Task details: A verbatim copy of the data is wanted, minus any picture in it.

Supplied data Block Start

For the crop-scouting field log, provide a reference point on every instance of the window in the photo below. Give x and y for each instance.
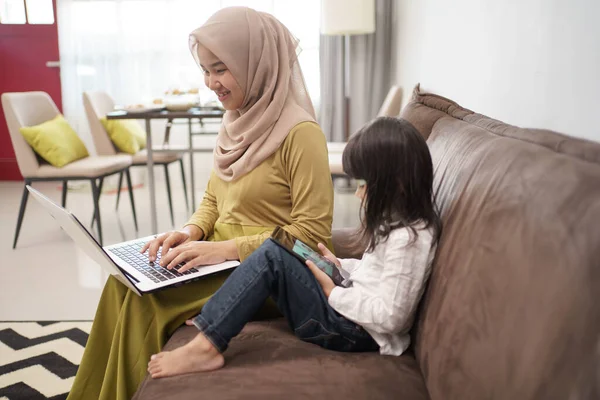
(137, 49)
(35, 12)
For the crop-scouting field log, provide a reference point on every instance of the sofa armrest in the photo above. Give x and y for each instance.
(347, 243)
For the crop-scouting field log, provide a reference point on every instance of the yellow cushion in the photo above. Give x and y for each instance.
(55, 141)
(126, 134)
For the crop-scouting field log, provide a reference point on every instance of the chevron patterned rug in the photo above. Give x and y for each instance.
(38, 360)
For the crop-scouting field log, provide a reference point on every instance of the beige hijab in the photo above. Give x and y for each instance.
(261, 54)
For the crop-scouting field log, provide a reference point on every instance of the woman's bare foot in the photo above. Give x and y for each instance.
(199, 355)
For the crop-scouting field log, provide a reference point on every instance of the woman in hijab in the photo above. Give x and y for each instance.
(270, 169)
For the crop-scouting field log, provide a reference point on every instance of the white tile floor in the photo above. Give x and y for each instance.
(48, 278)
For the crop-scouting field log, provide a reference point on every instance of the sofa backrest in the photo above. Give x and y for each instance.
(512, 309)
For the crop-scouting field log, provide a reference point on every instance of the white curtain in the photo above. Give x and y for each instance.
(137, 49)
(370, 75)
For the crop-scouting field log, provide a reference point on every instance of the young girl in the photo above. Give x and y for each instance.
(376, 307)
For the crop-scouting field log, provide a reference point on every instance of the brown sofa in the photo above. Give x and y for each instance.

Supplied data Block End

Expected answer:
For the crop-scouting field log, provide a reference point on every instance of the window in the photo below. Give x and y for each instance.
(137, 49)
(35, 12)
For the crop-scouting field log, provide a reference point on every instance of the sofa armrest in the photo above. Give x and y for each instance.
(347, 243)
For the crop-scouting field log, provide a reference point on every instance of the yellow cushion in the photo above. Give x and y for each instance.
(55, 141)
(126, 134)
For the crop-scouting field log, provide a reference point on every instance of the chevron patterned rug in the photo above. Give x and y for each instance.
(38, 360)
For the crop-scouting field log, provide a reference point on every instance of the beige hijab in the photo above. Give x and y for each instance.
(261, 54)
For the crop-scouting field log, provide a reference point on every instance of the woman's bare foot in the photo above. Give x and y for each instance.
(199, 355)
For the crop-scouting field log, provide a reference point on every instance of the woman in hijab in the photo above. Give x and y for each instance.
(270, 169)
For the crop-scouting field log, provide a reference point on every instance of the white tile floor in the photo above. Give x and y for each instance.
(48, 278)
For the crop-scouting field log, provide a reference point on every instance of the sofa backrest in the photo above. Give x and y for each instance.
(512, 309)
For the crop-scouting field log, provide a reference point on every instance of the white curtain in the photo above. Give x and y for each instance.
(137, 49)
(370, 75)
For the crop-scouting field log, provide a reference point on every instance of the young girl in the photo above. Give x and y for each instance.
(376, 307)
For the crop-scouting field log, provide a reference point on every instance of the brown sofa in the photo above. Give x and y for each instance.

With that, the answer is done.